__BRIEF__.
Answer these questions from the quads training text:
1. How many weeks does the video series run?
2. Training for which body parts should be reduced first if overall volume needs adjusting?
3. How far apart from quads training should hamstrings and calves be trained?

__EXTRACT__.
▼

Break through plateaus in your quads development


Quads are one of the largest muscle groups in your body, and if they’re your weakness then that’s apparent to both you and everyone else in the gym. I’ve designed this 12-week video series to target quads, helping you to bring them up if they’re a weakness in your physique.

Sometimes this is a genetic/structural issue, and the best way to address it is by increasing mass and definition in these muscles along the fronts of your legs. This physique problem can come about for a few different reasons:

*  Your legs are weaker overall, and you don’t train them with as much as intensity as you do upper body muscles.

* Your hamstrings and/or glutes are strong body parts, and they take over when you perform compound leg moves such as squats.

* You hate to train legs, and you don’t put enough emphasis on them.

For this program, you need to bring in the quads squad of exercises and techniques I provide. This 12-week plateau-busting video series will help you overcome this weakness. Each week, your quads workouts will get more challenging, but I want you to put all of your effort into each of these sessions. If you need to adjust your training volume, then do so with other body parts rather than with quads—back off on calves and hamstrings training, especially.

For this 12-week training series, you’ll follow your regular workout program, reorganizing it to prioritize development of your quads. You’ll begin your training week with quads. Then you’ll train hamstrings and calves later in the week but at least 3 days before and after you train quads. Even though quads and hamstrings are opposing muscle groups, training hamstrings too close to quads makes it more difficult to train quads when your body isn’t fully recovered.

▲

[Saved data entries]
▼

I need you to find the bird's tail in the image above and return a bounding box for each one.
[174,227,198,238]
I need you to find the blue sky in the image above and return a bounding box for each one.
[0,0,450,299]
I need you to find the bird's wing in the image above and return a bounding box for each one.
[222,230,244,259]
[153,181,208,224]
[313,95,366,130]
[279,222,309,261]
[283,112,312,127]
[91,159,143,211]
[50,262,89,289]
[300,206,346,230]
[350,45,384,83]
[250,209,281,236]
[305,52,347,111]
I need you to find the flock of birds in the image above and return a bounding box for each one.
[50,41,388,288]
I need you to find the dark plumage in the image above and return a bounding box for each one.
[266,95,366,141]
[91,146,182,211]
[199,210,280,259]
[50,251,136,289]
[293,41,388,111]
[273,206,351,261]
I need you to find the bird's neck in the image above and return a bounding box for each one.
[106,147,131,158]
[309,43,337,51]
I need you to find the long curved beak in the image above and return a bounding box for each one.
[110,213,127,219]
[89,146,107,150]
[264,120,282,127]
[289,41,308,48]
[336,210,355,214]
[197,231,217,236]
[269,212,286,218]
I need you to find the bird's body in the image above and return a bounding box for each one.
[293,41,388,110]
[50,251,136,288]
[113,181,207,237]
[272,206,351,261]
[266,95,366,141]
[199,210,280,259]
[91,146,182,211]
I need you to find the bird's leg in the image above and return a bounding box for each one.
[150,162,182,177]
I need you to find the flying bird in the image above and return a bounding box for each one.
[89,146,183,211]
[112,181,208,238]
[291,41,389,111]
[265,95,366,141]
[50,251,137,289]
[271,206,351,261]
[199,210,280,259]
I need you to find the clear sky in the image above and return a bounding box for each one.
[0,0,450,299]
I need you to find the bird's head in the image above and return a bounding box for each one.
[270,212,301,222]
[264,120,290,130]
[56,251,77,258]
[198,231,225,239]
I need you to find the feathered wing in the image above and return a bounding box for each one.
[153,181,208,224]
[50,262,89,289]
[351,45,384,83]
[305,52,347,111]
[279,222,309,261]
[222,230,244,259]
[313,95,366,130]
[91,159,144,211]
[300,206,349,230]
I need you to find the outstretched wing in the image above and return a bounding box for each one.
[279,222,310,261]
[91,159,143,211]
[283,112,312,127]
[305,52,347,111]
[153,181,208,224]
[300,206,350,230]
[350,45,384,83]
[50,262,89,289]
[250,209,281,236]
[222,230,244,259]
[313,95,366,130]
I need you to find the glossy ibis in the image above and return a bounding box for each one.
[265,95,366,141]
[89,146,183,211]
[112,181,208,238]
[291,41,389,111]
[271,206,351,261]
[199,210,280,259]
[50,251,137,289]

▲

__RESULT__.
1. 12 weeks.
2. Calves and hamstrings.
3. At least 3 days before and after quads training.